(Saved entries)
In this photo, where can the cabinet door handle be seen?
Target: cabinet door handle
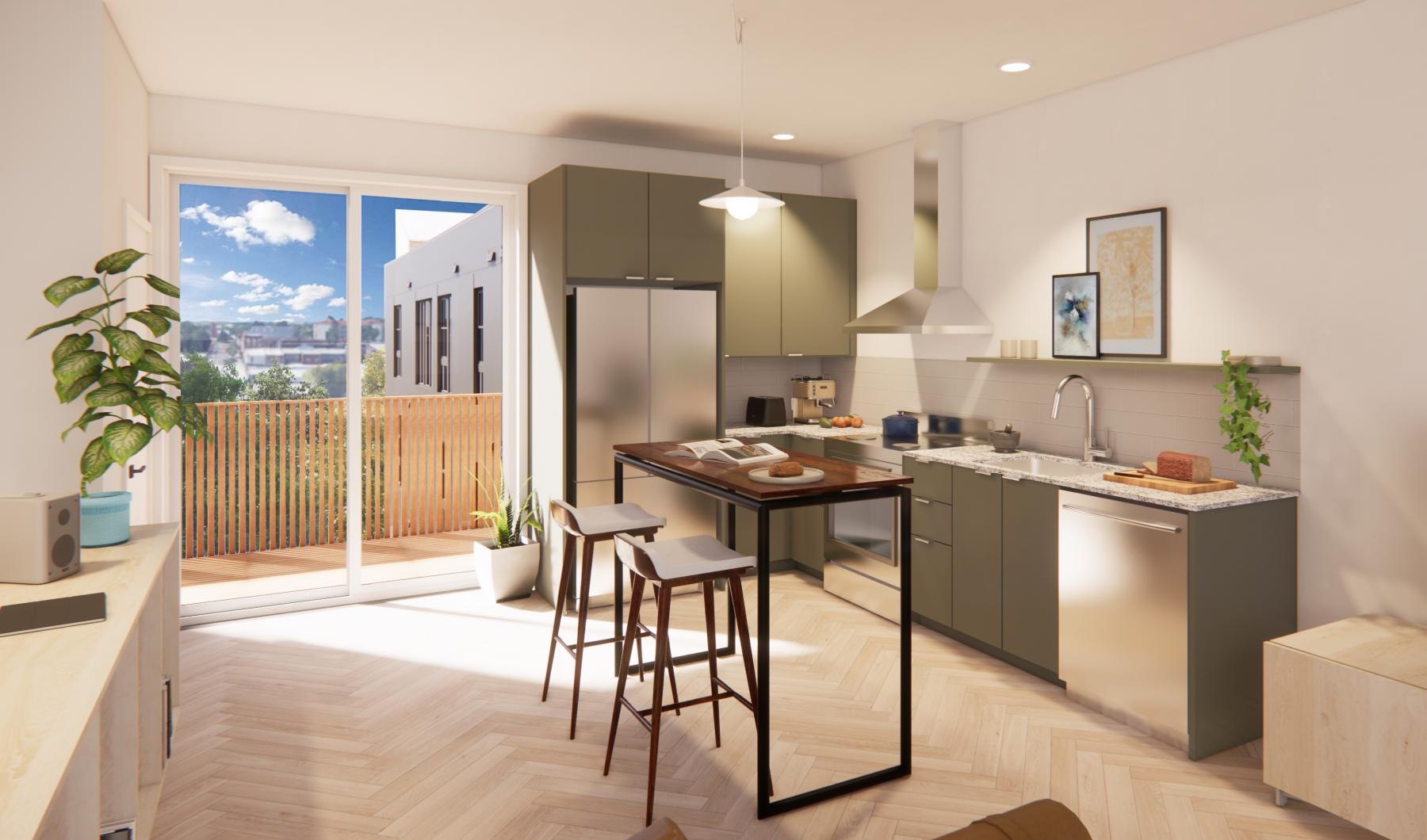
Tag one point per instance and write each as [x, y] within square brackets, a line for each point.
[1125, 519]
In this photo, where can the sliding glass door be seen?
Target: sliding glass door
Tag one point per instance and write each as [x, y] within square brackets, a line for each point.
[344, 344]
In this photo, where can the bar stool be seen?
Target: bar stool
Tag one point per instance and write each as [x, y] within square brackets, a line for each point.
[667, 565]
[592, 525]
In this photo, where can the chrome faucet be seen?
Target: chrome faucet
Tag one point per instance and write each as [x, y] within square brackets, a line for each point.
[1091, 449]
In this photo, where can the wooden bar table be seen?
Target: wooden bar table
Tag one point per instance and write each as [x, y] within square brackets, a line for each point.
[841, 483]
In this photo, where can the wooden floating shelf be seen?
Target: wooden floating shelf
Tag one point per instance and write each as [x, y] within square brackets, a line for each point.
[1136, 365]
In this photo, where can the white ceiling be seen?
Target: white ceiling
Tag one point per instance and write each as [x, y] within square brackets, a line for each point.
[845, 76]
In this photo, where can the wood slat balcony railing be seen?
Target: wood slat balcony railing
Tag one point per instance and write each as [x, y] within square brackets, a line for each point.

* [TASK INSTRUCTIONS] With the line that has "Target: bar stool" as the first and the line that has "Target: chrome faucet" as the last, repeat exactly that run of lines above and no more.

* [EXERCISE OUTPUT]
Target: bar stool
Tag one point per instance and write each as [x, y] within square brackets, a line for each point.
[667, 565]
[592, 525]
In this photo, where can the chrome faucet be seen?
Target: chrome faucet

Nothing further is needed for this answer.